__Text passage__:
━━━━━━━━━━━━━━━━━━━━━━━━━━━━━━
That Centenarians are Healthier is Unsurprising

In order to live longer, one needs to be more healthy, less impacted by dysfunction and damage, suffer fewer outright age-related diseases. This is what one sees when assessing centenarians against the average of the oldest populations. Aging is damage, and age-related disease is the manifestation of that damage. Different people age at different rates, largely the consequence of lifestyle choice and environmental factors such as exposure to persistent pathogens. It is also possible that genetic variants become more important in very late life by providing greater resilience, but so far the weight of evidence leans more towards lifestyle choice and luck when it comes to the small number of individuals who do survive to a century of age.

Centenarians exhibit extreme longevity and have been postulated, by some researchers, as a model for healthy aging. The identification of the characteristics of centenarians might be useful to understand the process of human aging. In this retrospective study, we took advantage of demographic, clinical, biological, and functional data of deceased individuals between 2014 and 2020 taken from the Basque Health Service electronic health records data lake. Fifty characteristics derived from demographic, clinical, pharmaceutical, biological, and functional data were studied in the descriptive analysis and compared through differences in means tests. Twenty-seven of them were used to build machine learning models in the predictive analysis and their relevance for classifying centenarians was assessed.

Most centenarians were women and lived in nursing homes. Importantly, they developed fewer diseases, took fewer drugs, and required fewer medical attendances. They also showed better biological profiles, exhibiting lower levels of glucose, hemoglobin, glycosylated hemoglobin, and triglycerides in blood analysis compared with non-centenarians. In addition, machine learning analyses revealed the main characteristics of the profiles associated with centenarians' status as being women, having fewer consultations, having fewer diagnoses of neoplasms, and having lower levels of hemoglobin.

Link: https://doi.org/10.3389/fpubh.2022.1096837

Comments

As morbid as it may appear, one wonders what the typical last stages before death are for the very, very old, otherwise with much of their other faculties intact. It is presumed to be organ failure and it is presumed that it was decided to not replace/ bypass that organ, medically, at a certain advanced stage/ time. Is it possible to measure the functionality of that (or any) organ at the 'point of no return', thus sustaining a minimal functionality; perhaps constantly stepping back through the cascading steps of other failures - if indeed a cascade of organ and system failures, and their inherent 'points of no return' could be followed at such a level of detail. Though it may appear ghoulish to consider maintaining the self, as found within the brain, merely by the never-ending 'crash-repair' method of sustaining its supporting systems - though is that any less valid (or effective) than cryopreservation? I suppose that is 'staving off death' from the other direction; taking one back from The Point, slowly back to increasing (though minimal) functionality. Perhaps it would be the knowledge gained of which organs (and what damage/ dysfunction) are most important to focus on as 'damage control'. It is likely that the Site Author may protest this as a distraction and diversion of funds and expertise from anti-aging mechanisms that allowed things to 'get this far'. My 2c.
━━━━━━━━━━━━━━━━━━━━━━━━━━━━━━
__Data excerpt__:

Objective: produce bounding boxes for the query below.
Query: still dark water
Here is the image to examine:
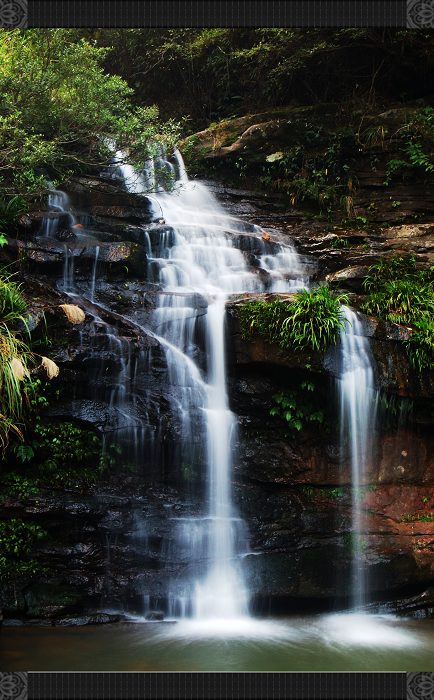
━━━━━━━━━━━━━━━━━━━━━━━━━━━━━━
__Required actions__:
• 1. Which blood measures does the article on centenarian health say were lower in centenarians than in non-centenarians?
• 2. Could you carry on the article on centenarian health from its final sentence?

__Results for the exercise__:
• 1.
- Glucose
- Hemoglobin
- Glycosylated hemoglobin
- Triglycerides

• 2.
Posted by: Jer at February 20th, 2023 2:39 PM

@Jer I've considered what I think you're proposing. Basically, the idea is if death in very old age is caused by organ system failure, if all organs were constantly monitored, and methods to revive organs when they crash were kept closely available (like a 'crash cart' for the heart, etc), then perhaps even a centenarian with a 50% annual mortality rate could still be kept alive for many years.

Obviously this is not optimal, because quality of life would be low, but it could perhaps be a stepping stone for the old individual to a point of future regenerative therapies (Even in in cases of dementia this might be of value, since future therapies could restore lost cognitive function.) Might this work?

Posted by: K at February 24th, 2023 3:27 PM

"It is also possible that genetic variants become more important in very late life by providing greater resilience, but so far the weight of evidence leans more towards lifestyle choice and luck when it comes to the small number of individuals who do survive to a century of age."

This is simply not true at all. You are clearly not familiar with the works of Nir Barzilai, Vera Gorbunova and many others. In fact, Centenarians have extremely UNHEALTHY lifestyles, with more than half of them having been heavy smokers for 50 years or more, and eating whatever they want.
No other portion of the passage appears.